--- Start Data provided ---

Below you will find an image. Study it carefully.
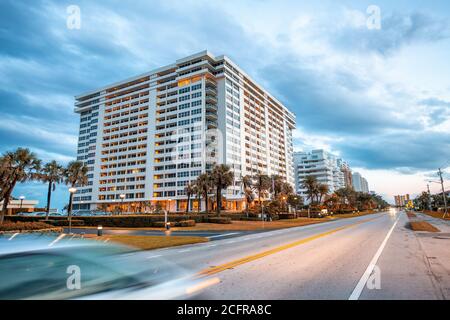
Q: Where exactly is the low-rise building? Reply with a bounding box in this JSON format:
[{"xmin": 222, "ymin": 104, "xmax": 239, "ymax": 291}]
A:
[{"xmin": 294, "ymin": 149, "xmax": 350, "ymax": 199}]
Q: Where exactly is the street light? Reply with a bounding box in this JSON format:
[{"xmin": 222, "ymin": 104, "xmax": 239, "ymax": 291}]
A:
[
  {"xmin": 119, "ymin": 193, "xmax": 126, "ymax": 214},
  {"xmin": 164, "ymin": 199, "xmax": 172, "ymax": 230},
  {"xmin": 19, "ymin": 196, "xmax": 25, "ymax": 211},
  {"xmin": 67, "ymin": 187, "xmax": 77, "ymax": 234}
]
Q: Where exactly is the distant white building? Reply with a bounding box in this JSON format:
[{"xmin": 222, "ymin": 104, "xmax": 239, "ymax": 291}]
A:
[
  {"xmin": 294, "ymin": 149, "xmax": 348, "ymax": 199},
  {"xmin": 352, "ymin": 172, "xmax": 369, "ymax": 193}
]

--- End Data provided ---

*Task objective*. Render every line of the material above as a JSON list of strings, one string per line, skipping blank lines and leaving out the pictures.

*Finished exercise*.
[
  "Below you will find an image. Study it carefully.",
  "Q: Where exactly is the low-rise building? Reply with a bounding box in this JSON format:",
  "[{\"xmin\": 222, \"ymin\": 104, \"xmax\": 239, \"ymax\": 291}]",
  "A:",
  "[{\"xmin\": 294, \"ymin\": 149, \"xmax\": 350, \"ymax\": 199}]",
  "Q: Where exactly is the street light? Reply with a bounding box in this JSON format:",
  "[{\"xmin\": 222, \"ymin\": 104, \"xmax\": 239, \"ymax\": 291}]",
  "A:",
  "[",
  "  {\"xmin\": 119, \"ymin\": 193, \"xmax\": 126, \"ymax\": 214},",
  "  {\"xmin\": 164, \"ymin\": 199, \"xmax\": 172, \"ymax\": 230},",
  "  {\"xmin\": 19, \"ymin\": 196, \"xmax\": 25, \"ymax\": 211},",
  "  {\"xmin\": 67, \"ymin\": 187, \"xmax\": 77, \"ymax\": 234}",
  "]",
  "Q: Where exactly is the distant white building? Reply with a bounding box in this JSON format:",
  "[{\"xmin\": 222, \"ymin\": 104, \"xmax\": 239, \"ymax\": 291}]",
  "A:",
  "[",
  "  {\"xmin\": 294, \"ymin\": 149, \"xmax\": 348, \"ymax\": 199},",
  "  {\"xmin\": 352, \"ymin\": 172, \"xmax\": 369, \"ymax\": 193}",
  "]"
]